• Excerpted records:
== Segment start ==

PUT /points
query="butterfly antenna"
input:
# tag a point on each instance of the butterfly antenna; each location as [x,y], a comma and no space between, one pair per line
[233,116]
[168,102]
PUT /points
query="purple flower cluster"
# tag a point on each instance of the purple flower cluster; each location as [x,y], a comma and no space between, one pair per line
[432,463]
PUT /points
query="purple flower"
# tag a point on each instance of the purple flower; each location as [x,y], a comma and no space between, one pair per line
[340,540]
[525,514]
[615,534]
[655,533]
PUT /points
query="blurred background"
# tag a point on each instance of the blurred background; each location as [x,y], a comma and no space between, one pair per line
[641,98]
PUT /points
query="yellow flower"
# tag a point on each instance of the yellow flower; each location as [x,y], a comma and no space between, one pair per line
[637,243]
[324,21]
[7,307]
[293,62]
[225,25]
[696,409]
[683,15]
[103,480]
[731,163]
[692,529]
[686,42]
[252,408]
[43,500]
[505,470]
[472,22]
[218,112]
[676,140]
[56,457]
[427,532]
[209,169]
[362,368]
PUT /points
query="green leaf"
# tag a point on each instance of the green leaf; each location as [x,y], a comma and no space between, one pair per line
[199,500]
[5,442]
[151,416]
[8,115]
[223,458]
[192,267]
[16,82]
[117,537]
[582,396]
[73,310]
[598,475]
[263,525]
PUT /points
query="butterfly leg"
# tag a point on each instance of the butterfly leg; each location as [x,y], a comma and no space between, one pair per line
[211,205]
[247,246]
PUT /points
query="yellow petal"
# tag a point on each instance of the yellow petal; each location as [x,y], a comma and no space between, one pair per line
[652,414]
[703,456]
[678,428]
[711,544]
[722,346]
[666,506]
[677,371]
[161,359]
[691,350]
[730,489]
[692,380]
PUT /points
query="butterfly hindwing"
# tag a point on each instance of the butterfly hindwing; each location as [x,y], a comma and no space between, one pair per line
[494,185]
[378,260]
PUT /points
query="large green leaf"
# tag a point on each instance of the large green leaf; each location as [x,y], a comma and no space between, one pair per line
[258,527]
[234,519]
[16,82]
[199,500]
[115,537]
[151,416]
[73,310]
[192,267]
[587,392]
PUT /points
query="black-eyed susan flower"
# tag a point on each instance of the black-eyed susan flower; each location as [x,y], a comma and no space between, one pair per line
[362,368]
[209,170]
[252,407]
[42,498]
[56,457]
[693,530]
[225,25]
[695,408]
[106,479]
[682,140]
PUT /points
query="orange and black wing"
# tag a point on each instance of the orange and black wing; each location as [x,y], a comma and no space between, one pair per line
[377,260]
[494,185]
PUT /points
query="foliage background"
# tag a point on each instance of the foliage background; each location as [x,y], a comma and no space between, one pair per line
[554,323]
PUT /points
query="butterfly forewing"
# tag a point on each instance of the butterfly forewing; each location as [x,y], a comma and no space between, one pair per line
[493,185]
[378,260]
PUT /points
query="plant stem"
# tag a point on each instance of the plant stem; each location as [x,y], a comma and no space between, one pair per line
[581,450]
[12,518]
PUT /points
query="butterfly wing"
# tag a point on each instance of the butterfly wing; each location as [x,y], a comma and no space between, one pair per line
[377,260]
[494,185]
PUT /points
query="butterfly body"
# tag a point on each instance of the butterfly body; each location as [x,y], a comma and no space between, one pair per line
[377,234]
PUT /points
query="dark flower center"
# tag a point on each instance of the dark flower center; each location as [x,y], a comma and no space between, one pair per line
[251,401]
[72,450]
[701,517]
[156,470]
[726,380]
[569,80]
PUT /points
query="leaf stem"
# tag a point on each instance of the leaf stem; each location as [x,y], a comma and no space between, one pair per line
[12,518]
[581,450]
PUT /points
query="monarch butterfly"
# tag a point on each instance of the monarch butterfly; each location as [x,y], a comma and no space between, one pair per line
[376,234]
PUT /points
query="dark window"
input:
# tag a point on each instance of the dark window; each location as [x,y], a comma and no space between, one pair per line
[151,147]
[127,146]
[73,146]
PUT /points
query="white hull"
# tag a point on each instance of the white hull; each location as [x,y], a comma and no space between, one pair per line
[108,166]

== Segment end ==

• Problem details: Could you write out all of the data again, exactly as given?

• Problem solution:
PUT /points
query="butterfly antenna"
input:
# tag a point on each instance of the butterfly antenna; each location as [x,y], a comma and no space between, one pair per line
[233,116]
[168,102]
PUT /points
query="purple flower cluster"
# tag a point on each instance of the purple flower cluster; each location as [x,y], a comma and no space between, one pair per line
[432,463]
PUT /points
query="purple flower"
# tag a point on each instance of the purple flower; each location as [x,y], a comma and no space between, one pair per line
[340,540]
[525,514]
[615,534]
[655,533]
PUT /points
query="blurred background"
# tag a point on each instance of the blurred background; each location as [x,y], a comma and no space between, one pair per line
[641,98]
PUT /points
query="yellow flower"
# tag a point on each instance of the yellow flower; each location as [x,y], a comma and no space between, one pair per line
[637,243]
[324,21]
[7,307]
[293,62]
[225,25]
[696,409]
[683,15]
[103,480]
[731,163]
[692,529]
[686,42]
[252,408]
[43,500]
[505,470]
[472,22]
[218,112]
[676,140]
[56,457]
[427,532]
[209,169]
[362,368]
PUT /points
query="green leaf"
# tag a point on each instance of the green leaf; each location as [x,y], a comma and no space between, one pair per line
[199,500]
[5,442]
[151,416]
[8,115]
[223,458]
[192,267]
[16,82]
[117,537]
[582,396]
[73,310]
[598,475]
[263,525]
PUT /points
query="butterfly leg"
# tag a point on each instance of the butterfly leg; each location as [x,y], a comma and no space between, one pair per line
[211,205]
[247,246]
PUT /points
query="yellow petal"
# tag a point on each instance of the yellow petal; each location as [x,y], a comma and no space between, one pair per line
[652,414]
[703,456]
[678,428]
[711,544]
[722,346]
[666,506]
[677,371]
[161,359]
[691,350]
[730,489]
[692,380]
PUT /points
query="butterfly hindwing"
# tag a point on each instance of the butterfly hindwing; each location as [x,y], a comma and no space between, one pair per line
[494,185]
[378,260]
PUT /points
query="large green leaf"
# tag a point on each instance of the large green leaf; each location as [x,y], a comma and no space between, one pair per line
[258,527]
[234,519]
[16,82]
[199,500]
[115,537]
[151,416]
[73,310]
[192,267]
[587,392]
PUT /points
query="black-eyed susan flower"
# tag a point on each instance of the black-eyed susan flower; each location as [x,y], a comma and no space between, one pair per line
[362,368]
[209,170]
[252,407]
[42,498]
[56,457]
[693,530]
[225,25]
[695,408]
[106,479]
[682,140]
PUT /points
query="orange and black wing"
# tag a point on each instance of the orange and black wing; each location as [x,y], a comma and no space between, one pair per line
[377,260]
[494,185]
PUT /points
query="foliage background"
# tag a point on each instance of the foliage background; each location as [x,y], a comma and no space between, one pair per line
[554,323]
PUT /points
query="butterfly forewing"
# tag a point on each instance of the butterfly forewing; each location as [x,y], a comma and no space between, one pair per line
[493,185]
[378,260]
PUT /points
query="plant stem"
# tag a point on each instance of the plant stem; each location as [x,y], a comma and no space between, one pair per line
[581,450]
[12,518]
PUT /points
query="butterfly wing"
# tag a point on each instance of the butterfly wing; each location as [x,y], a comma and no space between, one pair per line
[377,260]
[494,185]
PUT /points
query="butterfly body"
# tag a point on each instance of the butterfly body; each location as [x,y], a comma and no space between, one pair per line
[377,234]
PUT /points
query="dark flower center"
# tag a point on each instance of the dark flower center; each location as [x,y], a comma and no space between, one pair per line
[251,401]
[72,450]
[701,517]
[156,470]
[726,380]
[569,80]
PUT /points
query="leaf stem"
# tag a point on each instance of the leaf stem; each location as [x,y], a comma and no space between, one pair per line
[12,518]
[581,450]
PUT /points
query="monarch butterfly"
# tag a point on each instance of the monarch butterfly; each location as [x,y], a comma and no space between, one pair per line
[376,234]
PUT /points
query="dark window"
input:
# tag a point on each instance of the dark window; each location as [x,y], a comma and no space between, one pair per line
[151,147]
[127,146]
[73,146]
PUT /points
query="white hull"
# tag a point on each instance of the white hull; each location as [x,y], a comma and no space between, one pair per line
[108,166]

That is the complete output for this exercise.